▶ _To do_: Tally how many lines in the material include the word "black", then give that figure by itself.

[Recorded data Boundary: Start]

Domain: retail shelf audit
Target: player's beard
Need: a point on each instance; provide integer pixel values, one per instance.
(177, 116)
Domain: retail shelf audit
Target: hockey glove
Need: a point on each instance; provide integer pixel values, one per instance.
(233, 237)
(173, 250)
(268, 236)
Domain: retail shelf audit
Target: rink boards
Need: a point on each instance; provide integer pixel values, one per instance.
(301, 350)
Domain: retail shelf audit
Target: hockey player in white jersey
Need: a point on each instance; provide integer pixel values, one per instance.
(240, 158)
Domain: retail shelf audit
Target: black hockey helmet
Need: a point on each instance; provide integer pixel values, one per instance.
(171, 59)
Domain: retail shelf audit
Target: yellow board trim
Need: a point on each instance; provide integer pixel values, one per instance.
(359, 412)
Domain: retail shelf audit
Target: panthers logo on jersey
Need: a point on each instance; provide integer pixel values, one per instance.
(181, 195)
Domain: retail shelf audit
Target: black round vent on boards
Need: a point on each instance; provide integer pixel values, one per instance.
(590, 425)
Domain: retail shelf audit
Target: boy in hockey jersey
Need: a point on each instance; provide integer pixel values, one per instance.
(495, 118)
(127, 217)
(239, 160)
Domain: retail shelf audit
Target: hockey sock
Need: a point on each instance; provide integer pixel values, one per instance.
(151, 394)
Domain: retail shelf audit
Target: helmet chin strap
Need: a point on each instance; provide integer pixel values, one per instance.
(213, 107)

[Recorded data Boundary: End]
[Recorded data Boundary: Start]

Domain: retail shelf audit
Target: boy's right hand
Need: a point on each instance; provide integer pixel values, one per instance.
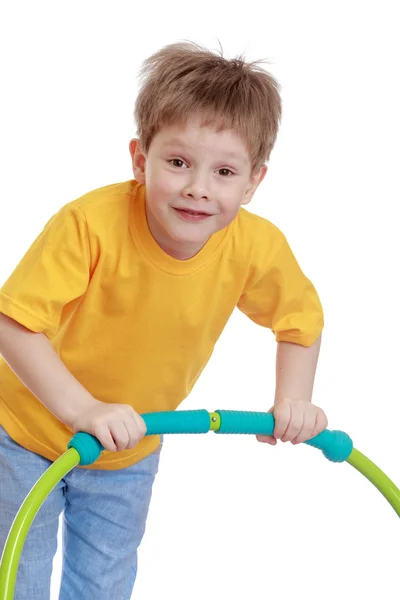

[Recorded data Boundary: End]

▶ _Problem solution_: 2